Aim of the exercise ▸ Write every record out again exactly as given.

========

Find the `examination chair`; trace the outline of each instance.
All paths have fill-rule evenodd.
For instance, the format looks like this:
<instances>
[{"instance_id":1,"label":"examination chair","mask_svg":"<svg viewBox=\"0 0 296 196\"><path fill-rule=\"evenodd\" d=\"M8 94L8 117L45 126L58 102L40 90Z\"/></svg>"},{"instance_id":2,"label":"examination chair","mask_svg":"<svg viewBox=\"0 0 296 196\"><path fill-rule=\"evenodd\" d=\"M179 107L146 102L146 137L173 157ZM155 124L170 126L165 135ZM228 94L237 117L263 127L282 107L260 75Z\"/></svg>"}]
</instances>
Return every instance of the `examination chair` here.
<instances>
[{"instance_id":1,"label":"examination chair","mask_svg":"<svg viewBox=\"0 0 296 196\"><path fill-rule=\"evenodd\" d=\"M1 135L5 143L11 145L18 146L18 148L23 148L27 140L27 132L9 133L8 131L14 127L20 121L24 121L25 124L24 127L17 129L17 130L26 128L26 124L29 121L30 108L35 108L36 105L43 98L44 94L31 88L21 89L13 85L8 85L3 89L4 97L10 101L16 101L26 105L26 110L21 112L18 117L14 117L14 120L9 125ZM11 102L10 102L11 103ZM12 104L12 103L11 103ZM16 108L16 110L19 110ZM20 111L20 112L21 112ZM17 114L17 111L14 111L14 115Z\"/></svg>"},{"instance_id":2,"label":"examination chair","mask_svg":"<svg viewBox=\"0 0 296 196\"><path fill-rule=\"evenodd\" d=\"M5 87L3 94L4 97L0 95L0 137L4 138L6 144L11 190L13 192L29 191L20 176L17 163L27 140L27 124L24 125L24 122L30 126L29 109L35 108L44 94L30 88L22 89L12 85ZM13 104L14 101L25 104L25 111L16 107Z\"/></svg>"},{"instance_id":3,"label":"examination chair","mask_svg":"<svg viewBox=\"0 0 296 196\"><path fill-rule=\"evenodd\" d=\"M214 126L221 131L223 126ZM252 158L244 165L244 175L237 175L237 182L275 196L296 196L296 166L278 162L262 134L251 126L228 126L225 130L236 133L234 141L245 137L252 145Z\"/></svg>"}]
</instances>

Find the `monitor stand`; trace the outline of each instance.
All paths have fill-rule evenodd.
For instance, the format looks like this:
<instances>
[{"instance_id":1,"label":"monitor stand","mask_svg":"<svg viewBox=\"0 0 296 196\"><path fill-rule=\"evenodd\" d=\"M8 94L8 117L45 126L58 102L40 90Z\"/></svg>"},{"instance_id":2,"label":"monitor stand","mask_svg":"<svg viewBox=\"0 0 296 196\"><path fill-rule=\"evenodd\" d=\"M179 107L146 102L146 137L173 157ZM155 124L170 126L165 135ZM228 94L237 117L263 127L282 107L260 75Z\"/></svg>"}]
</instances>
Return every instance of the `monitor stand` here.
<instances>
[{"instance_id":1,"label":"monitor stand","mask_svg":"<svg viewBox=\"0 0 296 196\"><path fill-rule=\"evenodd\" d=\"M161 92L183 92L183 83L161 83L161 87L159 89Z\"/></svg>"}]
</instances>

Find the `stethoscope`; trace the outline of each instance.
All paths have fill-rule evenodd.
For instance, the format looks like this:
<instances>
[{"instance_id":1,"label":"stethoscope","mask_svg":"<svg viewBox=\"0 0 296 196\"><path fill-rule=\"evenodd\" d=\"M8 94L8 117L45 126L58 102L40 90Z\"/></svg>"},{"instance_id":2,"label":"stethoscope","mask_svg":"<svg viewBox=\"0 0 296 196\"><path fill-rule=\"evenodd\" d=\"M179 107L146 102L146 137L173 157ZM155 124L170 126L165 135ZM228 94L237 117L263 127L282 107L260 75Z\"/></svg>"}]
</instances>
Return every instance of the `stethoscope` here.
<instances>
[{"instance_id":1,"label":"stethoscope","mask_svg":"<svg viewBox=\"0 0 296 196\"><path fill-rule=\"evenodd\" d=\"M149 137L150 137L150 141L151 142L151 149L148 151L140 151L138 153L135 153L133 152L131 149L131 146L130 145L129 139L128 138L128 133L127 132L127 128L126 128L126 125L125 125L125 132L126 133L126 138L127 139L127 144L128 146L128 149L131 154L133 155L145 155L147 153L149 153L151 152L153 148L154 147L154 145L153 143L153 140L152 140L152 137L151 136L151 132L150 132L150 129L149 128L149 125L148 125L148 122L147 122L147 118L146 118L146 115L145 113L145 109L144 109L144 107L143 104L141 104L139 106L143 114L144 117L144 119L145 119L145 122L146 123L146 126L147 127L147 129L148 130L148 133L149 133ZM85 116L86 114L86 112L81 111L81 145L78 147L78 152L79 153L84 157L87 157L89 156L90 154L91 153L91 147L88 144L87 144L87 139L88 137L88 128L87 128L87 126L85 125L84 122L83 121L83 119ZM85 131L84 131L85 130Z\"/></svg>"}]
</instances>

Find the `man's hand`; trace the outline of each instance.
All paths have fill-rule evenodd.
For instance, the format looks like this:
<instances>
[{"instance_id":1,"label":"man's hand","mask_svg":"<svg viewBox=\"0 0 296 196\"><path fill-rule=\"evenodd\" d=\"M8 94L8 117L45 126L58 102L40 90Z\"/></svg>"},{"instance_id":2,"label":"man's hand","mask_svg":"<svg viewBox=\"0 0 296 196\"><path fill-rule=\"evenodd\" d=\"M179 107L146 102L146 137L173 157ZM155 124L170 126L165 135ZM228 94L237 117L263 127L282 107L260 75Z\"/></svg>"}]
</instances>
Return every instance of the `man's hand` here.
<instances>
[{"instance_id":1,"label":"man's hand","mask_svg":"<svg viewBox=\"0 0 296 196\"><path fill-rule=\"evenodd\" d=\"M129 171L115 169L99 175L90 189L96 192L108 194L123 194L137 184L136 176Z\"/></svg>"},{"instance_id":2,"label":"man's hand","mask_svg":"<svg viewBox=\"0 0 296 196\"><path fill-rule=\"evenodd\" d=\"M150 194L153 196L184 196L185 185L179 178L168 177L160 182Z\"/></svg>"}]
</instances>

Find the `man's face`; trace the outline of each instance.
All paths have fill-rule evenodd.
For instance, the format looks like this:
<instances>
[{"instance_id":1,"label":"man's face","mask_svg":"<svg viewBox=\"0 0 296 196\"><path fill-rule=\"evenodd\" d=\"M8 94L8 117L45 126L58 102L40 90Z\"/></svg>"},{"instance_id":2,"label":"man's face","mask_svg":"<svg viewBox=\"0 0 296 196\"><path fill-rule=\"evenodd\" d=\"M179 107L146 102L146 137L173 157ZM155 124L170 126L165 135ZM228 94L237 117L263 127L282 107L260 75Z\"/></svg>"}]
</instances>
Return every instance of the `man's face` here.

========

Complete output ▸
Find the `examination chair`; trace the outline of each instance.
All paths have fill-rule evenodd.
For instance, the format looks like this:
<instances>
[{"instance_id":1,"label":"examination chair","mask_svg":"<svg viewBox=\"0 0 296 196\"><path fill-rule=\"evenodd\" d=\"M8 94L8 117L45 126L58 102L40 90Z\"/></svg>"},{"instance_id":2,"label":"examination chair","mask_svg":"<svg viewBox=\"0 0 296 196\"><path fill-rule=\"evenodd\" d=\"M179 107L146 102L146 137L173 157ZM155 124L170 126L165 135ZM228 94L237 117L263 127L282 107L260 75Z\"/></svg>"}]
</instances>
Return every instance of the `examination chair` here.
<instances>
[{"instance_id":1,"label":"examination chair","mask_svg":"<svg viewBox=\"0 0 296 196\"><path fill-rule=\"evenodd\" d=\"M1 135L5 143L11 145L18 146L18 148L23 148L27 140L27 132L9 133L8 131L14 127L20 121L24 121L25 124L24 127L17 129L17 130L26 128L26 124L29 121L30 108L35 108L36 105L43 98L44 94L31 88L21 89L13 85L8 85L3 89L4 97L10 101L16 101L26 105L26 110L21 112L18 117L14 117L14 120L9 125ZM11 102L10 102L11 103ZM12 104L12 103L11 103ZM16 108L16 110L19 110ZM20 111L20 112L21 112ZM17 114L17 111L14 111L14 115Z\"/></svg>"},{"instance_id":2,"label":"examination chair","mask_svg":"<svg viewBox=\"0 0 296 196\"><path fill-rule=\"evenodd\" d=\"M5 87L3 94L4 97L0 95L0 137L4 138L6 144L11 190L13 192L29 191L20 176L17 163L27 140L27 124L24 125L24 122L30 126L29 109L35 108L44 94L30 88L22 89L12 85ZM13 104L14 101L25 104L25 111L16 107Z\"/></svg>"},{"instance_id":3,"label":"examination chair","mask_svg":"<svg viewBox=\"0 0 296 196\"><path fill-rule=\"evenodd\" d=\"M214 126L221 131L223 126ZM252 158L244 165L244 175L237 175L237 182L275 196L296 196L296 166L278 162L262 134L251 126L228 126L225 130L236 133L234 141L245 137L252 145Z\"/></svg>"}]
</instances>

Find the `monitor stand`; trace the outline of each instance.
All paths have fill-rule evenodd.
For instance, the format looks like this:
<instances>
[{"instance_id":1,"label":"monitor stand","mask_svg":"<svg viewBox=\"0 0 296 196\"><path fill-rule=\"evenodd\" d=\"M8 94L8 117L45 126L58 102L40 90Z\"/></svg>"},{"instance_id":2,"label":"monitor stand","mask_svg":"<svg viewBox=\"0 0 296 196\"><path fill-rule=\"evenodd\" d=\"M179 107L146 102L146 137L173 157ZM155 124L170 126L165 135ZM228 94L237 117L263 127L282 107L260 75Z\"/></svg>"}]
</instances>
Return every instance of the `monitor stand` here.
<instances>
[{"instance_id":1,"label":"monitor stand","mask_svg":"<svg viewBox=\"0 0 296 196\"><path fill-rule=\"evenodd\" d=\"M161 92L183 92L183 83L161 83L161 87L159 89Z\"/></svg>"}]
</instances>

Find the `stethoscope`; trace the outline of each instance.
All paths have fill-rule evenodd.
For instance, the format looks like this:
<instances>
[{"instance_id":1,"label":"stethoscope","mask_svg":"<svg viewBox=\"0 0 296 196\"><path fill-rule=\"evenodd\" d=\"M8 94L8 117L45 126L58 102L40 90Z\"/></svg>"},{"instance_id":2,"label":"stethoscope","mask_svg":"<svg viewBox=\"0 0 296 196\"><path fill-rule=\"evenodd\" d=\"M179 107L146 102L146 137L173 157ZM155 124L170 126L165 135ZM228 94L237 117L263 127L282 107L260 75Z\"/></svg>"}]
</instances>
Return every instance of the `stethoscope` here.
<instances>
[{"instance_id":1,"label":"stethoscope","mask_svg":"<svg viewBox=\"0 0 296 196\"><path fill-rule=\"evenodd\" d=\"M149 137L150 137L150 141L151 142L151 149L148 151L140 151L138 153L135 153L133 152L131 149L131 146L130 145L129 139L128 138L128 133L127 132L127 128L126 128L126 125L125 125L125 132L126 133L126 138L127 139L127 144L128 146L128 149L131 154L133 155L145 155L147 153L149 153L151 152L153 148L154 147L154 145L153 143L153 140L152 140L152 137L151 136L151 132L150 132L150 129L149 128L149 125L148 125L148 122L147 122L147 118L146 118L146 115L145 113L145 109L144 109L144 107L143 104L141 104L139 106L143 114L144 117L144 119L145 119L145 122L146 123L146 126L147 127L147 129L148 130L148 133L149 133ZM85 116L86 114L86 112L81 111L81 145L78 147L78 152L79 153L84 157L87 157L89 156L90 154L91 153L91 147L88 144L87 144L87 139L88 137L88 128L87 128L87 126L85 125L84 122L83 121L83 119ZM85 131L84 131L85 130Z\"/></svg>"}]
</instances>

Find the `man's hand`; trace the outline of each instance.
All paths have fill-rule evenodd.
For instance, the format looks like this:
<instances>
[{"instance_id":1,"label":"man's hand","mask_svg":"<svg viewBox=\"0 0 296 196\"><path fill-rule=\"evenodd\" d=\"M8 94L8 117L45 126L58 102L40 90Z\"/></svg>"},{"instance_id":2,"label":"man's hand","mask_svg":"<svg viewBox=\"0 0 296 196\"><path fill-rule=\"evenodd\" d=\"M179 107L146 102L146 137L173 157ZM155 124L170 126L165 135ZM228 94L237 117L263 127L282 107L260 75Z\"/></svg>"}]
</instances>
Return every instance of the `man's hand` here.
<instances>
[{"instance_id":1,"label":"man's hand","mask_svg":"<svg viewBox=\"0 0 296 196\"><path fill-rule=\"evenodd\" d=\"M129 171L115 169L99 175L90 189L96 192L108 194L123 194L137 184L136 176Z\"/></svg>"},{"instance_id":2,"label":"man's hand","mask_svg":"<svg viewBox=\"0 0 296 196\"><path fill-rule=\"evenodd\" d=\"M150 194L153 196L184 196L185 185L179 178L168 177L160 182Z\"/></svg>"}]
</instances>

Find the `man's face`; trace the outline of each instance.
All paths have fill-rule evenodd.
For instance, the format looks like this:
<instances>
[{"instance_id":1,"label":"man's face","mask_svg":"<svg viewBox=\"0 0 296 196\"><path fill-rule=\"evenodd\" d=\"M8 94L8 117L45 126L58 102L40 90Z\"/></svg>"},{"instance_id":2,"label":"man's face","mask_svg":"<svg viewBox=\"0 0 296 196\"><path fill-rule=\"evenodd\" d=\"M179 107L146 102L146 137L173 157ZM155 124L170 126L165 135ZM228 94L237 117L263 127L282 107L260 75Z\"/></svg>"}]
</instances>
Return every instance of the `man's face` here.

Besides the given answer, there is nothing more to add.